TO BE DONE ->
Pick out each line below that contains the string "flower", and copy those lines.

GIVEN INFORMATION ->
++++++++++++++++++++
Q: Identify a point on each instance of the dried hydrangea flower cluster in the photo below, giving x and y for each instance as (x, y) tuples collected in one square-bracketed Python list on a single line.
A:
++++++++++++++++++++
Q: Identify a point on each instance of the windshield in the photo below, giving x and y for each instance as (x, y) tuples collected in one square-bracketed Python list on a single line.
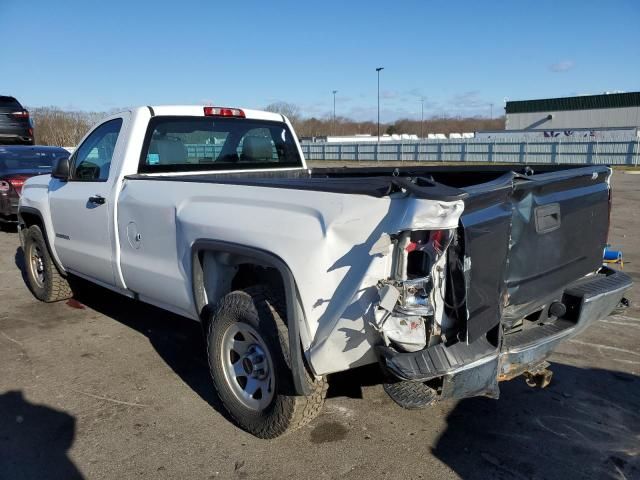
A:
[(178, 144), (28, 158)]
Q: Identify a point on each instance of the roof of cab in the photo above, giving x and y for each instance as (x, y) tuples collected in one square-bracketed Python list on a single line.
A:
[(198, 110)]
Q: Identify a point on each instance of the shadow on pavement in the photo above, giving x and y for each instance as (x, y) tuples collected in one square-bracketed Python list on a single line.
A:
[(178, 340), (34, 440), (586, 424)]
++++++++++++++++++++
FINAL RESULT ->
Q: Identify a point on each instance of the dried hydrangea flower cluster in the photo below, giving x and y for each instance as (x, y) tuples collected in one square-bracketed Python list on a single line.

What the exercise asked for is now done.